───── DATA ─────
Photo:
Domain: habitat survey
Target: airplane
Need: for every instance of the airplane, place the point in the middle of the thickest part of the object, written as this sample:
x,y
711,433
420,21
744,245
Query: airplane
─────
▶ _THE EXERCISE_
Copy out all of the lines above exactly.

▶ _EXPECTED ANSWER_
Photo:
Domain: habitat survey
Target: airplane
Need: for every instance of the airplane, place the point in the middle of the thickest part of the object, written as this sample:
x,y
711,433
420,21
744,245
Query: airplane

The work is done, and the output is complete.